▶ Task
Output the item lines below exactly as they appear, starting at the line that contains "Target: large brazilian flag" and ending at the last line of the items.

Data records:
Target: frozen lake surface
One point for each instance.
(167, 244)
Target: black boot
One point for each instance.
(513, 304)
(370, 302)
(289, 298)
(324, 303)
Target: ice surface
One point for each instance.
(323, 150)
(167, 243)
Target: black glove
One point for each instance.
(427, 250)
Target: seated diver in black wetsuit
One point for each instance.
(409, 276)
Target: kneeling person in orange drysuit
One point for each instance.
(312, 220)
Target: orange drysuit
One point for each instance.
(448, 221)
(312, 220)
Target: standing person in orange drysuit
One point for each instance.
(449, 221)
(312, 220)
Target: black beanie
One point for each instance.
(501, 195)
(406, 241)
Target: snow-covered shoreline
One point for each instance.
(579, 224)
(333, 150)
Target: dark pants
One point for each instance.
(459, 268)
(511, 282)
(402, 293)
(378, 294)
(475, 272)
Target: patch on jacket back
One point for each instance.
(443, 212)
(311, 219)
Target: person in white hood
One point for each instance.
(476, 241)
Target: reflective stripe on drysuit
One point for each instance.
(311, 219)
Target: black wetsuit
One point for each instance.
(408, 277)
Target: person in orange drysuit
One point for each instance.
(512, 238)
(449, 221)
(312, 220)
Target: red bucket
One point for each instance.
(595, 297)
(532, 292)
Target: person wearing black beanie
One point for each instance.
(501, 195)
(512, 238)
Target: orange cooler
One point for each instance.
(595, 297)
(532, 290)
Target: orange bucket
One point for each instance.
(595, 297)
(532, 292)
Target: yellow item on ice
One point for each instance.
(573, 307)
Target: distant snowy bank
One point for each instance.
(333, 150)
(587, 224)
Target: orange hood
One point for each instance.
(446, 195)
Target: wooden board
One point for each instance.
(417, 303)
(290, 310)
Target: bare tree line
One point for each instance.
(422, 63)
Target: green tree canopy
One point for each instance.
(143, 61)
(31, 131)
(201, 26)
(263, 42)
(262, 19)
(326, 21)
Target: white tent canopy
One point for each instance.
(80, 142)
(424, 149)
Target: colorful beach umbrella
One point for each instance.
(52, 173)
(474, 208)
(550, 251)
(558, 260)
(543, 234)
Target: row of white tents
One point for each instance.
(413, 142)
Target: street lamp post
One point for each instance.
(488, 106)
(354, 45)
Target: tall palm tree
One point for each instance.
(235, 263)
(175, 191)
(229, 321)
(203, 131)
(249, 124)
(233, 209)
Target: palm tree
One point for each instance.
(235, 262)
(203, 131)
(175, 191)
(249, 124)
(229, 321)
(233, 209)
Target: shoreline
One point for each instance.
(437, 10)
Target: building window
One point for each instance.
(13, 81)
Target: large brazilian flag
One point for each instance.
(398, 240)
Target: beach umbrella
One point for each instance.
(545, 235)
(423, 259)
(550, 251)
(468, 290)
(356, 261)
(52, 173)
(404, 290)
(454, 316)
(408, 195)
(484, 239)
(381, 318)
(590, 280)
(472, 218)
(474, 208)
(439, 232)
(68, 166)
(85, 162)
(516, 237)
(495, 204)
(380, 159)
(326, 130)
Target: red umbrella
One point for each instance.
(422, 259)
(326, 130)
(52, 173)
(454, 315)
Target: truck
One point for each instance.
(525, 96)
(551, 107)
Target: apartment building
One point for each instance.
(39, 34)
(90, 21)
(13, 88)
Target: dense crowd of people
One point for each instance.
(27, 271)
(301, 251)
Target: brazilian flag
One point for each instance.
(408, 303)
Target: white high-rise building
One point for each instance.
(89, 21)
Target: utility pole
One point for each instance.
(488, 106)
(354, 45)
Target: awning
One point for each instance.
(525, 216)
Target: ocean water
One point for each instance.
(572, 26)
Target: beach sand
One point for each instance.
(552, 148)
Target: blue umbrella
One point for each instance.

▶ Output for this exercise
Target: large brazilian flag
One point for each instance.
(398, 240)
Target: beach umbrella
One point for each instance.
(545, 235)
(423, 259)
(550, 251)
(468, 290)
(356, 261)
(52, 173)
(404, 290)
(454, 316)
(408, 195)
(484, 239)
(381, 318)
(590, 280)
(472, 218)
(474, 208)
(439, 232)
(68, 166)
(85, 162)
(516, 237)
(495, 204)
(380, 159)
(326, 130)
Target: red umbrella
One point for each instance.
(422, 259)
(326, 130)
(52, 173)
(454, 315)
Target: truck
One point for each instance.
(525, 96)
(551, 107)
Target: apartment building
One point for each instance.
(39, 34)
(90, 21)
(13, 88)
Target: dense crowd of people
One point for each instance.
(27, 271)
(301, 251)
Target: brazilian flag
One point for each instance.
(408, 303)
Target: white high-rise building
One point for each instance.
(89, 21)
Target: utility pole
One point for each instance.
(488, 106)
(354, 45)
Target: awning
One point for each instance.
(525, 216)
Target: ocean water
One point for each instance.
(572, 26)
Target: beach sand
One point for each instance.
(552, 148)
Target: blue umbrella
One point for each instance.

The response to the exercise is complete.